What is needed is an exact copy of the data that follows.

*** Opening of Input data ***

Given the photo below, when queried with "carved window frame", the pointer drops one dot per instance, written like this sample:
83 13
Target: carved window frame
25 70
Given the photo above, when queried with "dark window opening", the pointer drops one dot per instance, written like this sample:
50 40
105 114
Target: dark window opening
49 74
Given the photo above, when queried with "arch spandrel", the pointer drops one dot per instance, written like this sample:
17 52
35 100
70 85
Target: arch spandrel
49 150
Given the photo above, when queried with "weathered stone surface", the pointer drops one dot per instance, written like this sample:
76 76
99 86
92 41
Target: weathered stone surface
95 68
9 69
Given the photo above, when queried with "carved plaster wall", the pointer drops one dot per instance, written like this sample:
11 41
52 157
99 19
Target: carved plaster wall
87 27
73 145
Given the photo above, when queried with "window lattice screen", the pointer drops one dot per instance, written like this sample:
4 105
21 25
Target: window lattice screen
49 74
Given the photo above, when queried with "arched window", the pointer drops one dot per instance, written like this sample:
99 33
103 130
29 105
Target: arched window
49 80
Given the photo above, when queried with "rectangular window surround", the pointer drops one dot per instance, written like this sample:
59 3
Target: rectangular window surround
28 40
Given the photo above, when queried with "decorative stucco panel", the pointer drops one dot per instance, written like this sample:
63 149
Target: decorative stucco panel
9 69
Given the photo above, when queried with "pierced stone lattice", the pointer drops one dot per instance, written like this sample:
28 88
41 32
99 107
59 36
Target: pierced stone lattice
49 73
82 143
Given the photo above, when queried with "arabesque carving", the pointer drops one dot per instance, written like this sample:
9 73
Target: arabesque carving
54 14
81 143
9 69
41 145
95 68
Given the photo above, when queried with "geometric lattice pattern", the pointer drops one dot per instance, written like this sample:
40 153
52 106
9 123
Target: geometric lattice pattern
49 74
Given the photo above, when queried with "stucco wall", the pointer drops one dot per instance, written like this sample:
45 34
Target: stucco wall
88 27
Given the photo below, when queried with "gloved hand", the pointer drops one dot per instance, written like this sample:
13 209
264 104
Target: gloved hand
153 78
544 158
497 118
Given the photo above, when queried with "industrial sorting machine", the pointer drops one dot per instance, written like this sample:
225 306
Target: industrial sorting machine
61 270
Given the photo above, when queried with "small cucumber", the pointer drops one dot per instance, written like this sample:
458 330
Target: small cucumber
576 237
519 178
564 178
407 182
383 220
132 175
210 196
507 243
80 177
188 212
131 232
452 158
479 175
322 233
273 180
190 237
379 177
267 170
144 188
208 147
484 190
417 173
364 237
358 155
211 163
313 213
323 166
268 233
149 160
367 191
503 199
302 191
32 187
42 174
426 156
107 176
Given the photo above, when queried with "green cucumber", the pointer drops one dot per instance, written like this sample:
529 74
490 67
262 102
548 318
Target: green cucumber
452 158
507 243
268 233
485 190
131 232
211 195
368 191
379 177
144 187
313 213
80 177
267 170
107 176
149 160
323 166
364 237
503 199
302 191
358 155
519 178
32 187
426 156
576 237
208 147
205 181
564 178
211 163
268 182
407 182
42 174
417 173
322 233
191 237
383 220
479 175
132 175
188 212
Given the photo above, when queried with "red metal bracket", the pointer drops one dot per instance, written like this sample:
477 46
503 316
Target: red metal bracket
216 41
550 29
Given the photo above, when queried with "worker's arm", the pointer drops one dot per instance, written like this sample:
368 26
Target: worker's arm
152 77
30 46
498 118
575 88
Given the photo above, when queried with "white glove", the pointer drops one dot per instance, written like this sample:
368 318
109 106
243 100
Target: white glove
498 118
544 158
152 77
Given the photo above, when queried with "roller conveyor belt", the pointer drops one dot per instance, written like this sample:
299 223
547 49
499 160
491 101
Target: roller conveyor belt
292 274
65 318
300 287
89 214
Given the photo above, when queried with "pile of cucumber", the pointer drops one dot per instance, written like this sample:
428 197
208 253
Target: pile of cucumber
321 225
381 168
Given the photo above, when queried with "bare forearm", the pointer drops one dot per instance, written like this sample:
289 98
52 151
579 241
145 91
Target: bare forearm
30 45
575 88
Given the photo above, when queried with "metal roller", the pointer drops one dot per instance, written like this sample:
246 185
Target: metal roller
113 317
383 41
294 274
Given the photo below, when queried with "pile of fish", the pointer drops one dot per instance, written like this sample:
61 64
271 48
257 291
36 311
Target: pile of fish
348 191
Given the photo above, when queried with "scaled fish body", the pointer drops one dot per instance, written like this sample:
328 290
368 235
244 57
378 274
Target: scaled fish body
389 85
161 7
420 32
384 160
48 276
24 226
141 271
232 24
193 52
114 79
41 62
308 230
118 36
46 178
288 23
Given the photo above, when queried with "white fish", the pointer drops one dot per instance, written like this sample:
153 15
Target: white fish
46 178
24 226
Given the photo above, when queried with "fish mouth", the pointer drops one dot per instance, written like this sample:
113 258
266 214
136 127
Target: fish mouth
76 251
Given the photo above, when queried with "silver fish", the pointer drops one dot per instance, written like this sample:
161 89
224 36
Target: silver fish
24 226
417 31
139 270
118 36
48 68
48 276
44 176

*** Close of Input data ***

» **Answer box**
Given the photo below, when queried with "carved window frame", the pointer drops one dot per instance, written like this sample:
83 13
Target: carved window frame
25 70
Given the photo above, when queried with "dark window opening", the pointer drops one dot per instance, written like this sample:
50 40
105 114
Target: dark window opening
49 74
Given the photo above, when queried with "arch spandrel", the pointer drops one dot per instance, written like this sample:
17 52
35 100
70 85
Target: arch spandrel
49 150
Given the photo above, when queried with "weathered stone surface", the pointer drops one dot per instance, written like this sample:
76 76
99 86
92 41
Target: weathered stone surface
95 68
9 69
Given the photo above, when queried with "carved plaster wall", the pointer drops one dot per instance, written like this sample:
11 41
52 157
99 19
Target: carved plaster wall
87 27
73 145
Given the photo above, when queried with "window lattice screen", the pointer drops one dot per instance, written like this sample:
4 105
21 25
Target: window lattice screen
49 74
Given the photo above, when queried with "arched window", the pointer drops one dot per instance, written like this sample:
99 33
103 130
29 105
Target: arched window
49 80
Given the photo above, when queried with "rectangular window surround", the pointer drops one dot per instance, written like this sample:
59 3
Target: rectangular window surround
28 40
Given the photo above, when queried with "decorative stucco panel", the pointer drops one dot per instance, written like this sample:
63 149
Target: decorative stucco panel
9 69
Given the photo above, when queried with "pierced stone lattice", the pointer drops one dot per instance, written like this sample:
28 88
41 32
99 107
59 36
Target: pierced stone lattice
49 73
82 143
Given the photo above, when queried with "arabesque carving", the pointer drops one dot per instance, written like this sample:
9 73
Target: arabesque carving
54 14
81 143
9 69
41 145
95 68
Given the photo above, when queried with "geometric lattice pattern", the pointer drops one dot per instance, written like this sample:
40 153
52 106
9 123
Target: geometric lattice pattern
49 74
Given the photo above, when queried with "stucco wall", the pointer drops one dot per instance, written like this sample:
45 34
Target: stucco wall
88 27
Given the photo below, when queried with "gloved hand", the pointer drops one dot per instance, written like this sample:
13 209
264 104
Target: gloved hand
153 78
544 158
497 118
Given the photo above, when queried with "industrial sorting machine", the pointer drops one dot per instance, written like this sample:
225 306
Target: industrial sorting machine
61 270
Given the photo above, when queried with "small cucumber", the pointer drops one dot per instance, written like this sample:
458 330
Target: small cucumber
576 237
519 178
564 178
407 182
383 220
132 175
210 196
507 243
80 177
188 212
131 232
452 158
479 175
322 233
273 180
190 237
379 177
267 170
144 188
208 147
484 190
417 173
364 237
358 155
211 163
313 213
323 166
268 233
149 160
367 191
503 199
302 191
32 187
42 174
426 156
107 176
Given the photo above, when queried with "green cucumber", the pointer drops one dot per instance, written like this sample:
529 74
490 67
262 102
548 318
Target: green cucumber
452 158
507 243
268 233
485 190
131 232
211 195
368 191
379 177
144 187
313 213
80 177
267 170
107 176
149 160
323 166
364 237
503 199
302 191
358 155
519 178
32 187
426 156
576 237
208 147
205 181
564 178
211 163
268 182
407 182
42 174
417 173
322 233
191 237
383 220
479 175
132 175
188 212
Given the photo above, when queried with "red metal bracket", the pointer drops one dot per instance, written like this sample:
477 46
503 316
Target: red metal bracket
216 41
550 29
Given the photo above, when queried with "worker's arm", the pointer drops one dot per instance, written like this sample:
368 26
Target: worker's arm
152 77
30 46
498 118
575 88
Given the photo above, when queried with "white glove", the pointer drops one dot per instance, written like this sample:
368 318
109 106
243 100
Target: white glove
498 118
544 158
152 77
Given the photo above, when queried with "roller conveyor belt", the pointer drops one dot per instance, written like this sample:
299 223
547 49
499 160
491 101
Target: roller conveyor belt
292 274
65 318
300 287
89 214
Given the photo above, when queried with "pile of cucumber", the pointer drops one dot per instance, written like this sample:
428 197
208 253
Target: pile of cucumber
321 225
381 168
Given the photo above, when queried with "bare forearm", the pointer drops one dot per instance, written like this sample:
289 98
52 151
579 241
145 91
Target: bare forearm
30 45
575 88
Given the photo above, when queried with "metal roller", the pointer drops one dot per instance, written like this sample:
246 185
Target: metal roller
113 317
383 41
294 274
Given the photo below, when queried with "pile of fish", the pointer drops one dot per instance, written like this sample:
61 64
271 48
257 291
36 311
Target: pile of fish
348 191
Given the photo above, when queried with "scaled fish body", the pointer drops one dot per instance, written like this sample:
328 290
368 235
244 57
378 274
Target: scaled fish body
389 85
161 7
420 32
384 160
48 276
24 226
141 271
232 24
193 52
114 79
41 62
308 230
118 36
46 178
288 23
Given the photo above, when queried with "white fish", the pointer drops one dot per instance, written like this sample:
153 15
Target: white fish
46 178
24 226
Given the photo above, when queried with "fish mouth", the pointer drops one dot per instance, written like this sample:
113 258
266 214
136 127
Target: fish mouth
76 251
Given the photo above, when queried with "silver fish", the pointer drops one dot per instance, written like this sample:
161 89
224 36
Target: silver fish
24 226
417 31
139 270
118 36
48 68
48 276
44 176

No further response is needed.